Texto de origem:

★ ★ ★ ★

Acórdãos STA

Acórdão do Supremo Tribunal Administrativo
Processo:01404/13
Data do Acordão:03/12/2014
Tribunal:2 SECÇÃO
Relator:ISABEL MARQUES DA SILVA
Descritores:OPOSIÇÃO
NULIDADE DE SENTENÇA
FALTA DE FUNDAMENTAÇÃO
FUNDAMENTO DA OPOSIÇÃO
ILEGALIDADE ABSTRACTA
ILEGALIDADE CONCRETA
INEXISTÊNCIA DE FACTO TRIBUTÁRIO
Sumário:I - Apenas a “absoluta” falta de fundamentação, e não também a fundamentação medíocre, insuficiente, incongruente ou contraditória é geradora de nulidade da decisão, sendo que estes outros vícios poderão afectar o seu valor doutrinal, sujeitando-a ao risco de ser revogada no recurso, mas não determinam a respectiva nulidade.
II - A inexistência de facto tributário determina a ilegalidade em concreto da liquidação, não constituindo fundamento de oposição subsumível na alínea a) do n.º 1 do artigo 204.º do CPPT.

★ ★ ★ ★

Dados a processar:
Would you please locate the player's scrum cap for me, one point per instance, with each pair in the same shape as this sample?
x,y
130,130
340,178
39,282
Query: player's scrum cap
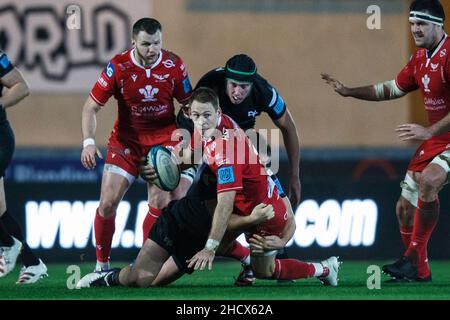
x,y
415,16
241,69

★ ★ ★ ★

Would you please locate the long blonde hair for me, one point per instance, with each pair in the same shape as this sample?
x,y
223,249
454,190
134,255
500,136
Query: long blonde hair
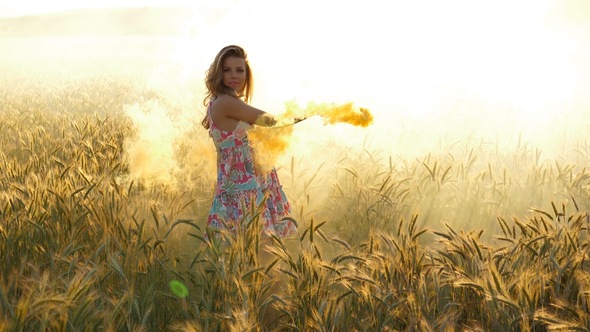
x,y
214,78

★ ★ ★ ★

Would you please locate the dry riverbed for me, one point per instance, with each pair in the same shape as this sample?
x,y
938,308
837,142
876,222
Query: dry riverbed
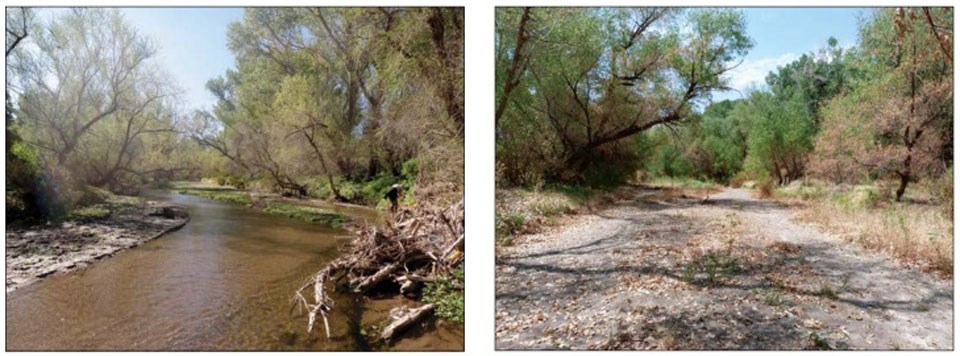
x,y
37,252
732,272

★ ★ ★ ★

Instruções de trabalho:
1. Reproduza integralmente o acórdão do Supremo Tribunal Administrativo, sem lhe alterar nada.
2. Devolva todas as linhas dos registos que contenham a palavra “Would”, distinguindo maiúsculas de minúsculas.

Soluções por tarefa:
1.
Acórdãos STA

Acórdão do Supremo Tribunal Administrativo
Processo:01404/13
Data do Acordão:03/12/2014
Tribunal:2 SECÇÃO
Relator:ISABEL MARQUES DA SILVA
Descritores:OPOSIÇÃO
NULIDADE DE SENTENÇA
FALTA DE FUNDAMENTAÇÃO
FUNDAMENTO DA OPOSIÇÃO
ILEGALIDADE ABSTRACTA
ILEGALIDADE CONCRETA
INEXISTÊNCIA DE FACTO TRIBUTÁRIO
Sumário:I - Apenas a “absoluta” falta de fundamentação, e não também a fundamentação medíocre, insuficiente, incongruente ou contraditória é geradora de nulidade da decisão, sendo que estes outros vícios poderão afectar o seu valor doutrinal, sujeitando-a ao risco de ser revogada no recurso, mas não determinam a respectiva nulidade.
II - A inexistência de facto tributário determina a ilegalidade em concreto da liquidação, não constituindo fundamento de oposição subsumível na alínea a) do n.º 1 do artigo 204.º do CPPT.

2.
Would you please locate the player's scrum cap for me, one point per instance, with each pair in the same shape as this sample?
Would you please locate the long blonde hair for me, one point per instance, with each pair in the same shape as this sample?
Would you please locate the dry riverbed for me, one point per instance, with each pair in the same shape as this sample?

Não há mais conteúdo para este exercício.